**REQUIRED TASKS:**
a) Reproduce a portion of the derivation on y = 3cos(logx) + 4sin(logx), starting with "If y = 3cos(logx)" and going on through "(1/x)[-3sin(logx) + 4cos(logx)] + 3cos(logx) + 4sin(logx)".
b) In the derivation on y = 3cos(logx) + 4sin(logx), what expression is written as the L.H.S?

## Begin DOCUMENT PASSAGE

If y = 3cos(logx) + 4sin(logx), show that x²d²y/dx² + xdy/dx + y = 0

Given, y = 3cos(logx) + 4sin(logx)
Differentiating w.r.t to x, we have
dy/dx = -3sin(logx)/x + 4cos(logx)/x
=> y₁ = (1/x)[-3sin(logx) + 4cos(logx)]
Again differentiating w.r.t to x, we have
d²y/dx² = x[-3cos(logx)/x - 4sin(logx)/x] - [-3sin(logx) + 4cos(logx)]/x²
= -3cos(logx) - 4sin(logx) + 3sin(logx) - 4cos(logx)/x²
d²y/dx² = -[3cos(logx) + 4sin(logx)]/x²
=> y₂ = -[3cos(logx) + 4sin(logx)]/x²
Now, L.H.S = x²y₂ + xy₁ + y
= x²(-[3cos(logx) + 4sin(logx)]/x²) + x × (1/x)[-3sin(logx) + 4cos(logx)] + 3cos(logx) + 4sin(logx)
= -[3cos(logx) + 4sin(logx)] + [-3sin(logx) + 4cos(logx)] + 3cos(logx) + 4sin(logx)
= 0
= R.H.S
Hence proved.

## End DOCUMENT PASSAGE
## Begin DATA ROWS

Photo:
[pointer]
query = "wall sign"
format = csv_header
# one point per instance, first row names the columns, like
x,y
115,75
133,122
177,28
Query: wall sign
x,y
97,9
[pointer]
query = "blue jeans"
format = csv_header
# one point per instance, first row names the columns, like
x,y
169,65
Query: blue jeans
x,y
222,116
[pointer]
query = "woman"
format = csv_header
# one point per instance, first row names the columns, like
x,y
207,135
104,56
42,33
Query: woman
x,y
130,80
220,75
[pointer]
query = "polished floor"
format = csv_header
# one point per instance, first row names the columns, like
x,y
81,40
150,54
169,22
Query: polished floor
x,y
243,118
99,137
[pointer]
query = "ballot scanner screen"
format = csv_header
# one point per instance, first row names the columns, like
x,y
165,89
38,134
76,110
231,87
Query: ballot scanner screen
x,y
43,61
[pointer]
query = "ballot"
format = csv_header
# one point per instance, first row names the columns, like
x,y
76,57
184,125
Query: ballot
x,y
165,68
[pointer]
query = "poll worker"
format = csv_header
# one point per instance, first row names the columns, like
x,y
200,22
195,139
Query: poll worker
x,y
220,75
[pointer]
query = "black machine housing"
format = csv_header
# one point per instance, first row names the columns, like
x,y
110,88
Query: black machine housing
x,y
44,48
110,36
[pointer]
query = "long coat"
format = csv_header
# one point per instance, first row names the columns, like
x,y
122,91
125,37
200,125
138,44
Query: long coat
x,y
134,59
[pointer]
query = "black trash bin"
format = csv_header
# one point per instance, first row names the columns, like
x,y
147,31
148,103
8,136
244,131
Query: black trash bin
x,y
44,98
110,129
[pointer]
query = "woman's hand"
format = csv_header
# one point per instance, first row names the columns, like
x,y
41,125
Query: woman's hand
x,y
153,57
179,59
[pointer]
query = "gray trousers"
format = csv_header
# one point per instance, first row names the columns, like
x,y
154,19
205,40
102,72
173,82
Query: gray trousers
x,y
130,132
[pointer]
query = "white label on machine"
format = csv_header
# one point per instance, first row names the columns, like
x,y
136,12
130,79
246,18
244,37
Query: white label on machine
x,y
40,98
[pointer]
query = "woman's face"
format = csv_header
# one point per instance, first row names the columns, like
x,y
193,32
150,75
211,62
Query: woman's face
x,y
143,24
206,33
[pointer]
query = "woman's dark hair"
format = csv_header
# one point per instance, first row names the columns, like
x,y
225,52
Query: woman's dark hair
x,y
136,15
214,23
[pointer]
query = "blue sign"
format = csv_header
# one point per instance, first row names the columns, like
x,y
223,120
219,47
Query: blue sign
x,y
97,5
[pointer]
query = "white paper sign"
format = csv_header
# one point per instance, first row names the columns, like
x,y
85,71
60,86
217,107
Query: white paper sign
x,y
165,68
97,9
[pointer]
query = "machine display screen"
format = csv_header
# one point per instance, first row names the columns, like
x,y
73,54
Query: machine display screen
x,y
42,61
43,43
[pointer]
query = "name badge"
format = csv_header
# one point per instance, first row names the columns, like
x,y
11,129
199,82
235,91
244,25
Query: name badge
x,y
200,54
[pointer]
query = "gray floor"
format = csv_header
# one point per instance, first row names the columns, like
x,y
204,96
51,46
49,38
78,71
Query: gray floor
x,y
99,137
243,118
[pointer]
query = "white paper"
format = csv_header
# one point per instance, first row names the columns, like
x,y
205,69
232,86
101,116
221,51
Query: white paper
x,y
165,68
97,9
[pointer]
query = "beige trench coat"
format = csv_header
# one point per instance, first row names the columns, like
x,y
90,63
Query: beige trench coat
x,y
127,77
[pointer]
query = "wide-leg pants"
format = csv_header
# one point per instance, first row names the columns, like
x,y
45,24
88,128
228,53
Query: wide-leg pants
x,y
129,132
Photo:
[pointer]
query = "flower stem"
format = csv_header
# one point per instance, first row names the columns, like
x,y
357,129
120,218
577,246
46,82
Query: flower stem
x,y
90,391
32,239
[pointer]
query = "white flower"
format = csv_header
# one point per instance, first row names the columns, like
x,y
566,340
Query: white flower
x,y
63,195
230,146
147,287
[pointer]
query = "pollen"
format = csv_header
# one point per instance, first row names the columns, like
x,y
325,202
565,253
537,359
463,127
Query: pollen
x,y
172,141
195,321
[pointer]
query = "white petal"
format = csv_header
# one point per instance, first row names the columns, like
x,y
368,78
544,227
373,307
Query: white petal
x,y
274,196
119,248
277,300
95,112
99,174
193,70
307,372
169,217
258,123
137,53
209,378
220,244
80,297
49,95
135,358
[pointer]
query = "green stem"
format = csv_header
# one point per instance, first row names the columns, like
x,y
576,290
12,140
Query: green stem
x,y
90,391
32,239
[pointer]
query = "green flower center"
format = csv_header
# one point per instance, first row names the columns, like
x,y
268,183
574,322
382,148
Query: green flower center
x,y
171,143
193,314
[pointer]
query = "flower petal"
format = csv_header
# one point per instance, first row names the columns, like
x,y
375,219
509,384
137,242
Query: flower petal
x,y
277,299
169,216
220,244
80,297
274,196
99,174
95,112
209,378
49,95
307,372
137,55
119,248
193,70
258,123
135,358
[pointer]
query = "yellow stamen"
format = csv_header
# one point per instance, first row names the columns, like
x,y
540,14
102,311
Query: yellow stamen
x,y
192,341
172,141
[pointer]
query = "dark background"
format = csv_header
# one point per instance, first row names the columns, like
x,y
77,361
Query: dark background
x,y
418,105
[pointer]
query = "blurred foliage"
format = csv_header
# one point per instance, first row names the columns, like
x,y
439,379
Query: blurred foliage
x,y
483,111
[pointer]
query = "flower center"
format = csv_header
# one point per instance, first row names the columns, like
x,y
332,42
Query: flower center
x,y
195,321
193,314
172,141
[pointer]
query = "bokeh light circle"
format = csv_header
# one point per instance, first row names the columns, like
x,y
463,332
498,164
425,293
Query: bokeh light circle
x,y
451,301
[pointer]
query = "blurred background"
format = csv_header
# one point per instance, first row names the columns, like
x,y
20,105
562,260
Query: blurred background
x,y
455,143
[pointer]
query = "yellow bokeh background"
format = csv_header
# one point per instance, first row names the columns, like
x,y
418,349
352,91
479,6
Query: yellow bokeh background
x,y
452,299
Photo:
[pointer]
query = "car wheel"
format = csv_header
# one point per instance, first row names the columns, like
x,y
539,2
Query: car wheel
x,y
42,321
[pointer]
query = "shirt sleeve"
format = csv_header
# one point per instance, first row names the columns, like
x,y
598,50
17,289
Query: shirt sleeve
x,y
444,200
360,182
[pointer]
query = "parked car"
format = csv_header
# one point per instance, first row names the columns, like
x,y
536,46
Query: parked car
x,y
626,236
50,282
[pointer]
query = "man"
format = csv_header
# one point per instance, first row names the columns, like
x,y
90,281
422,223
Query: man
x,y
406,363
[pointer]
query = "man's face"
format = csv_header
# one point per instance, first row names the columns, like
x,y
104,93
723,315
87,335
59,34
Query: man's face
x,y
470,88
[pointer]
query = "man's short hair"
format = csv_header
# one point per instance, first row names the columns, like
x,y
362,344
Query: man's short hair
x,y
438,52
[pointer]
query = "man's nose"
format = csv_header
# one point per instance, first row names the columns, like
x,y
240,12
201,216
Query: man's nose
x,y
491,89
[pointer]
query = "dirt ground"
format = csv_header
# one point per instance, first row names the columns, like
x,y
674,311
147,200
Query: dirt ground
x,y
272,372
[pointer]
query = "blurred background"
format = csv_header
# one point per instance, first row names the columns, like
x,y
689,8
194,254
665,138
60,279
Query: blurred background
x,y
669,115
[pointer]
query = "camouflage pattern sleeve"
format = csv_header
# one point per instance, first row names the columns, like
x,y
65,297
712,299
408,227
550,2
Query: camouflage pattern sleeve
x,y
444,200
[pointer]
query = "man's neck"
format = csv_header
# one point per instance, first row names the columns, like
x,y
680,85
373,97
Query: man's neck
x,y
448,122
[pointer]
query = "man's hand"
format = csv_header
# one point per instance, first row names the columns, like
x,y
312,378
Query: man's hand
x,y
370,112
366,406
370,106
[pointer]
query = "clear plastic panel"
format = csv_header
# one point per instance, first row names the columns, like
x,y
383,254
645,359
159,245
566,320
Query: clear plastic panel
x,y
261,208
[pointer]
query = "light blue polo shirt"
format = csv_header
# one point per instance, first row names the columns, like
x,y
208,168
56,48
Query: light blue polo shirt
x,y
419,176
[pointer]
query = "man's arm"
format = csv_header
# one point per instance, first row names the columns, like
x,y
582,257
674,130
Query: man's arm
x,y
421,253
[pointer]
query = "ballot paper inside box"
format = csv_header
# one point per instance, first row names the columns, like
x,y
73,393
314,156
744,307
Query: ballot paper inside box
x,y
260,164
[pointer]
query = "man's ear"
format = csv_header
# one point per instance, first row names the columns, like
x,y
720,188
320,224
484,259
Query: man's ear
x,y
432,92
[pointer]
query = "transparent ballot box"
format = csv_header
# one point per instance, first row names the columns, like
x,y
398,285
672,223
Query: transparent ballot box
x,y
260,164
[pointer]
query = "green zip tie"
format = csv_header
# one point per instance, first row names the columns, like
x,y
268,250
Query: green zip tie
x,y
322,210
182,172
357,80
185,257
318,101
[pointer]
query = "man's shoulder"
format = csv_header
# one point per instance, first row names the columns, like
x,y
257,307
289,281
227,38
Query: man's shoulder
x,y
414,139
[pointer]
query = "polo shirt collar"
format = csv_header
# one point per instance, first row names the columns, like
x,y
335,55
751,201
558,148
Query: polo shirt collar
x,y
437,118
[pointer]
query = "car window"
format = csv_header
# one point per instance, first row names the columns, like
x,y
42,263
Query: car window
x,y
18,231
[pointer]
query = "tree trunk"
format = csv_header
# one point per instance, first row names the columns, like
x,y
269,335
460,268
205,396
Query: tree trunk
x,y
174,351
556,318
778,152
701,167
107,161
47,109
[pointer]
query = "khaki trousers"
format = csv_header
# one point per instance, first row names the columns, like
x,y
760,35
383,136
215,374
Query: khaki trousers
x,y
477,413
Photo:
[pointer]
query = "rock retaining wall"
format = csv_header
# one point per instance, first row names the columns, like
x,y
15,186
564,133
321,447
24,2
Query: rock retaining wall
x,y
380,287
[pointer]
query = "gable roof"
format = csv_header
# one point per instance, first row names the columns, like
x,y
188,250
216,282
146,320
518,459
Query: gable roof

## End DATA ROWS

**SOLUTIONS FOR EACH TASK:**
a)
If y = 3cos(logx) + 4sin(logx), show that x²d²y/dx² + xdy/dx + y = 0

Given, y = 3cos(logx) + 4sin(logx)
Differentiating w.r.t to x, we have
dy/dx = -3sin(logx)/x + 4cos(logx)/x
=> y₁ = (1/x)[-3sin(logx) + 4cos(logx)]
Again differentiating w.r.t to x, we have
d²y/dx² = x[-3cos(logx)/x - 4sin(logx)/x] - [-3sin(logx) + 4cos(logx)]/x²
= -3cos(logx) - 4sin(logx) + 3sin(logx) - 4cos(logx)/x²
d²y/dx² = -[3cos(logx) + 4sin(logx)]/x²
=> y₂ = -[3cos(logx) + 4sin(logx)]/x²
Now, L.H.S = x²y₂ + xy₁ + y
= x²(-[3cos(logx) + 4sin(logx)]/x²) + x × (1/x)[-3sin(logx) + 4cos(logx)] + 3cos(logx) + 4sin(logx)

b) x²y₂ + xy₁ + y